> [EXERCISE PROMPT]
Tally the lines in the entries below that contain the string "boat", and give only the count.

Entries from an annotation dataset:
★ ★ ★ ★

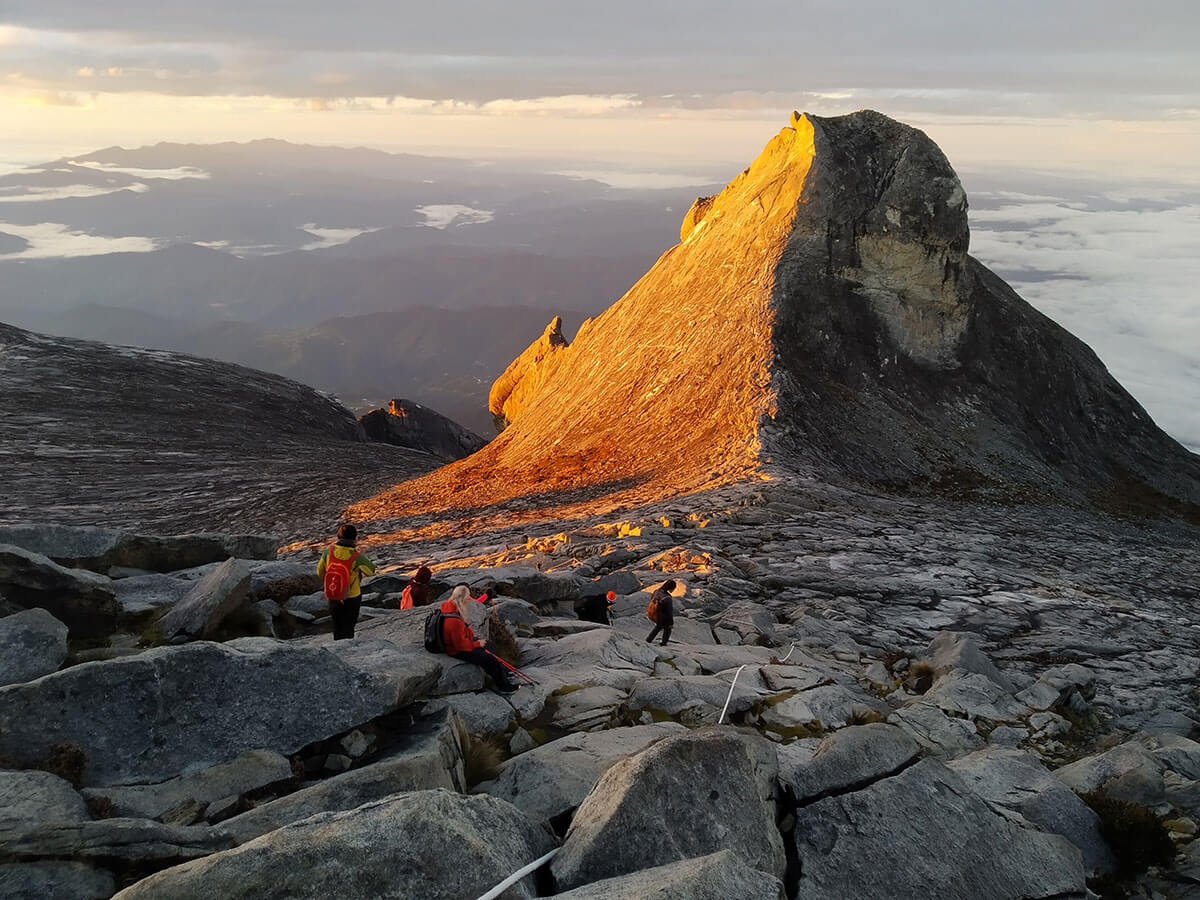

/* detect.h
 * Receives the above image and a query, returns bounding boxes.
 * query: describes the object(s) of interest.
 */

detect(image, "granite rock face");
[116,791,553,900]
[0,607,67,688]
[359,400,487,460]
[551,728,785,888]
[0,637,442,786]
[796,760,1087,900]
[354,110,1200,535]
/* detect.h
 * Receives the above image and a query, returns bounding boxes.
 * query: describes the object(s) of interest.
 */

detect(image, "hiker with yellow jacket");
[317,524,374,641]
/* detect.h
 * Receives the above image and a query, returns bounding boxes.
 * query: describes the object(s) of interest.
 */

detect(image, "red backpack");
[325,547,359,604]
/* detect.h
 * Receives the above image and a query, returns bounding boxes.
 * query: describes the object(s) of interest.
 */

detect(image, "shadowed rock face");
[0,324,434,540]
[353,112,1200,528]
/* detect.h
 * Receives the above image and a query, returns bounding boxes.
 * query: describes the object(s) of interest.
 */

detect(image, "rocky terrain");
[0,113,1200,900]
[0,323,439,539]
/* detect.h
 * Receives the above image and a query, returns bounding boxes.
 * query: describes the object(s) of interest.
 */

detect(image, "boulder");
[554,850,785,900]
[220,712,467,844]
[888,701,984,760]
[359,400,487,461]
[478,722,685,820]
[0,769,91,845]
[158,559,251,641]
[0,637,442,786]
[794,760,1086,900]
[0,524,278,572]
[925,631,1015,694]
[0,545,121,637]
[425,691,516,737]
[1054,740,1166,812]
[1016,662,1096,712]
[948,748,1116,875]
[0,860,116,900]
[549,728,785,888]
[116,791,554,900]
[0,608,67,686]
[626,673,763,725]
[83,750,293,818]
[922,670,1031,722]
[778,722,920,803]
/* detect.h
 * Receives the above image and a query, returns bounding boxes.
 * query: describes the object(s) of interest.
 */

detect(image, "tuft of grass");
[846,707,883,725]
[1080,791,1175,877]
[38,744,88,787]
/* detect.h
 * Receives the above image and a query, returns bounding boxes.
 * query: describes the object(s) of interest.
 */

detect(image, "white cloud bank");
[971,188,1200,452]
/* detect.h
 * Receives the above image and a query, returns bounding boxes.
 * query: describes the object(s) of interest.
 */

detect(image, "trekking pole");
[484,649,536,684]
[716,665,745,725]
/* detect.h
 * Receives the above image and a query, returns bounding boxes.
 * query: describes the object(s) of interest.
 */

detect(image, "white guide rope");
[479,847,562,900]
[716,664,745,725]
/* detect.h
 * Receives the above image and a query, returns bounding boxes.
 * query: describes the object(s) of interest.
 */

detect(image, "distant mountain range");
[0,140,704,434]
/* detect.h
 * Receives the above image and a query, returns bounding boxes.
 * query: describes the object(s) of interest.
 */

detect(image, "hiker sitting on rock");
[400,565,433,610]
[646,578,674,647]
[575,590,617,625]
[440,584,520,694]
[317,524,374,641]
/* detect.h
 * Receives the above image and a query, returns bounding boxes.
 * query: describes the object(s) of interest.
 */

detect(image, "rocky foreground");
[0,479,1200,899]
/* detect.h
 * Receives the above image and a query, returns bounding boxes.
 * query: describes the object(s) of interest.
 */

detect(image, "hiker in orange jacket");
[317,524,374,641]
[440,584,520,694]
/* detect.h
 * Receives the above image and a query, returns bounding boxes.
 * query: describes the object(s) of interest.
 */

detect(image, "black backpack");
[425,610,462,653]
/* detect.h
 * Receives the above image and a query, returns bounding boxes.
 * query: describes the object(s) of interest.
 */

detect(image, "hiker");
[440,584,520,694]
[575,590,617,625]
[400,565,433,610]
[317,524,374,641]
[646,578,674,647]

★ ★ ★ ★

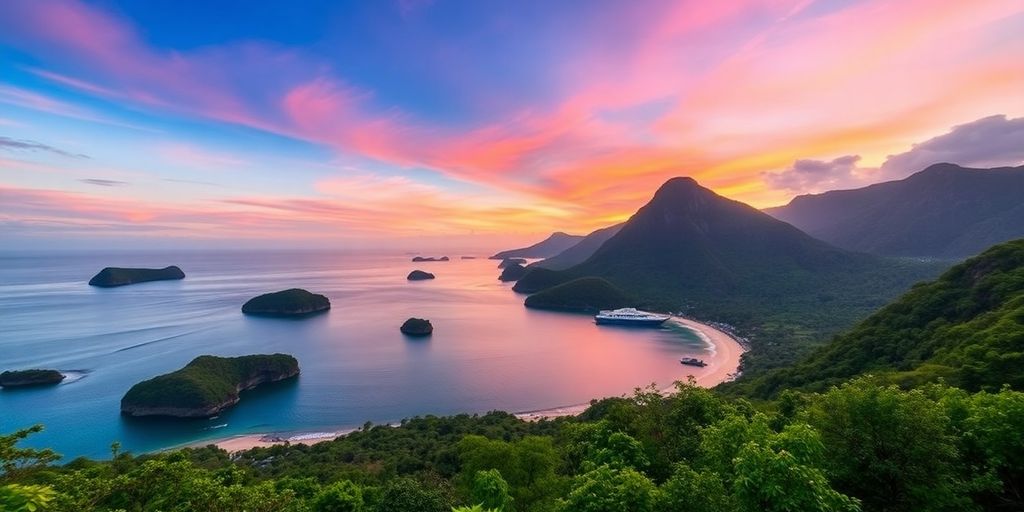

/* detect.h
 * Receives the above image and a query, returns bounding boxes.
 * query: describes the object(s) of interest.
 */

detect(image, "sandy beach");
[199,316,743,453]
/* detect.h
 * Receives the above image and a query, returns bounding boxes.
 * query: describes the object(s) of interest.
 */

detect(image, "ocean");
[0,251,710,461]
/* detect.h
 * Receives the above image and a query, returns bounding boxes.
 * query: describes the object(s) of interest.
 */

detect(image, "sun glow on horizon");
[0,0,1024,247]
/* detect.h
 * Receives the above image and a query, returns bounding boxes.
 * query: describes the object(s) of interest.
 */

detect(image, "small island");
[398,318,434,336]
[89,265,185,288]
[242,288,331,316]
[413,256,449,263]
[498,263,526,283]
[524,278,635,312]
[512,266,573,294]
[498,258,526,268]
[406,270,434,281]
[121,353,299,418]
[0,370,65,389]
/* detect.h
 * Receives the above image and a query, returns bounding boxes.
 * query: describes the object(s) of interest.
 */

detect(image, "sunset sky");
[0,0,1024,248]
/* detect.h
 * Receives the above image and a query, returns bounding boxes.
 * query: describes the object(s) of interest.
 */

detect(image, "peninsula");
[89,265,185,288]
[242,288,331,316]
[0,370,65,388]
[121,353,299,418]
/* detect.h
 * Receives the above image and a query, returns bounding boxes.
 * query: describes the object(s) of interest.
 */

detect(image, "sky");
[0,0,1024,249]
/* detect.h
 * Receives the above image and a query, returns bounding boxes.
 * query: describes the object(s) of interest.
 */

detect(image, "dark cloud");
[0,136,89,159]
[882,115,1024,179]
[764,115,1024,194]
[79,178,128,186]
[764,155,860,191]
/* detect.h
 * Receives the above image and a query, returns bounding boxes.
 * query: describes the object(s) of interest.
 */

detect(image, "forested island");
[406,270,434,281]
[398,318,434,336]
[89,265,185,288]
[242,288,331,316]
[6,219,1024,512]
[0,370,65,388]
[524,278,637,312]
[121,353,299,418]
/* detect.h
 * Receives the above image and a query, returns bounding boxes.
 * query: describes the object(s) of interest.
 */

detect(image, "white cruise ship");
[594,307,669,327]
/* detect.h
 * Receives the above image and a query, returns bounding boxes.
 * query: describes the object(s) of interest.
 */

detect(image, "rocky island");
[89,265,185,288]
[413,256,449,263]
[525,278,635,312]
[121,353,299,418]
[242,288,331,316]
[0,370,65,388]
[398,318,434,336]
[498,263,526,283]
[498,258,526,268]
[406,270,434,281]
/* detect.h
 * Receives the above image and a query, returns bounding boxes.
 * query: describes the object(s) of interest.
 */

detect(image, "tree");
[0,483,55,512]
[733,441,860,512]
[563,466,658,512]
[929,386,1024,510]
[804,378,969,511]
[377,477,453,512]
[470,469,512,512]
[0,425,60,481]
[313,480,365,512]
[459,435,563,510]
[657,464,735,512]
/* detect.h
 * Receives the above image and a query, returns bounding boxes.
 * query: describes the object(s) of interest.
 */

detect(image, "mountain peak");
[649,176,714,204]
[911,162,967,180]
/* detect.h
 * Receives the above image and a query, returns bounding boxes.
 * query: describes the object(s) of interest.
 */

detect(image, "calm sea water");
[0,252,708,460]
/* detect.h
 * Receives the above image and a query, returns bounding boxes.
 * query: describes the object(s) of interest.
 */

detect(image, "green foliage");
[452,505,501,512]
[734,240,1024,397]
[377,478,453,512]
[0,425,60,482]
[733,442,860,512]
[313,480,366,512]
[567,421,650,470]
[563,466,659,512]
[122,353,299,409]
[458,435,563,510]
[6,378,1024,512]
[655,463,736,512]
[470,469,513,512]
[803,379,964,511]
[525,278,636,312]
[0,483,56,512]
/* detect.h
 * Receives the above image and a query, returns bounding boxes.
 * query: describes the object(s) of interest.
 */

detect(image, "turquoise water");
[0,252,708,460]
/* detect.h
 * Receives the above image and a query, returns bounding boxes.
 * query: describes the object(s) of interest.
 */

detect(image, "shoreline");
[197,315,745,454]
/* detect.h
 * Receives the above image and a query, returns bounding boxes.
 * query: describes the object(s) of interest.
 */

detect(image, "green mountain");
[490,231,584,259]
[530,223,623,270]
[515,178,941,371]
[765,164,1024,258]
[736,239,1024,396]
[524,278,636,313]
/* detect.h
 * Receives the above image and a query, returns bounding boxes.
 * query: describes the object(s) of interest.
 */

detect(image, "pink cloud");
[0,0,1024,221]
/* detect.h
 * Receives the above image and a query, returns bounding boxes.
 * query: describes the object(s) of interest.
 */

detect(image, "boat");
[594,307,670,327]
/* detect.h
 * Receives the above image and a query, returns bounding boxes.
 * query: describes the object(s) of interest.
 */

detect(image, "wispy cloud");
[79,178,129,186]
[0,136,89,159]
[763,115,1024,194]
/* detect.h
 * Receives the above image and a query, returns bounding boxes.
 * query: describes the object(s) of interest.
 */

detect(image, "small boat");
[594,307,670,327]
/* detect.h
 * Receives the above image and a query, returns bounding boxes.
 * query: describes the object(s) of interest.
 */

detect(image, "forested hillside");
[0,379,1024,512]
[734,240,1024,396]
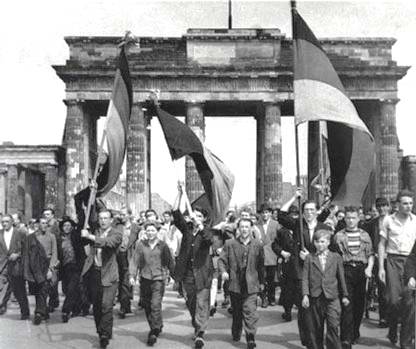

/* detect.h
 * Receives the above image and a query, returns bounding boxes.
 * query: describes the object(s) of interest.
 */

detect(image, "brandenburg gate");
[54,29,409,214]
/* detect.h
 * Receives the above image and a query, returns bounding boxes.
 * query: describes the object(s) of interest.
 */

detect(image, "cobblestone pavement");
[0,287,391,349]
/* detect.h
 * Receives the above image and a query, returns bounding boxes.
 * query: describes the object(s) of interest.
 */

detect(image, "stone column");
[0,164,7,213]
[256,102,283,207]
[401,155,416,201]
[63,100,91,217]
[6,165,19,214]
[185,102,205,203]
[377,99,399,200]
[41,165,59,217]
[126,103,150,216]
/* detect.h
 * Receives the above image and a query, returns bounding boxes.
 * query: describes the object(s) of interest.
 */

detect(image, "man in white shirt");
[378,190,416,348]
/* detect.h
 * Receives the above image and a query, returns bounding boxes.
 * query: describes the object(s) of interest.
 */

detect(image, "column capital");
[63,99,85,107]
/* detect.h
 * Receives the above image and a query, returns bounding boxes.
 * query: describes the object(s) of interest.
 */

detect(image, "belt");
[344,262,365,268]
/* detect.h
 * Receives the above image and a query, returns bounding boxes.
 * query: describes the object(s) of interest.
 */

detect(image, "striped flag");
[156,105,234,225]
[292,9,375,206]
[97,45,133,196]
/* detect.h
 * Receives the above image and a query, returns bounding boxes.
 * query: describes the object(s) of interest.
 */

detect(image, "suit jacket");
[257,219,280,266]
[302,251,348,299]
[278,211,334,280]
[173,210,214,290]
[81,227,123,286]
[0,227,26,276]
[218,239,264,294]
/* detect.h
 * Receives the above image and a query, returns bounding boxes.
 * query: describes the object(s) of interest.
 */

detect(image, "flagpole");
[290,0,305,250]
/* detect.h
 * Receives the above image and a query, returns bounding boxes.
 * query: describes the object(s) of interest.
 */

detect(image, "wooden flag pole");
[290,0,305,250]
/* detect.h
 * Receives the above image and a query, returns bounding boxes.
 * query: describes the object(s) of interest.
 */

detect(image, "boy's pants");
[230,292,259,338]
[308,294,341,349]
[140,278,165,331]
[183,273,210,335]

★ ★ ★ ★

> [SOLUTION FOR THIS PROBLEM]
2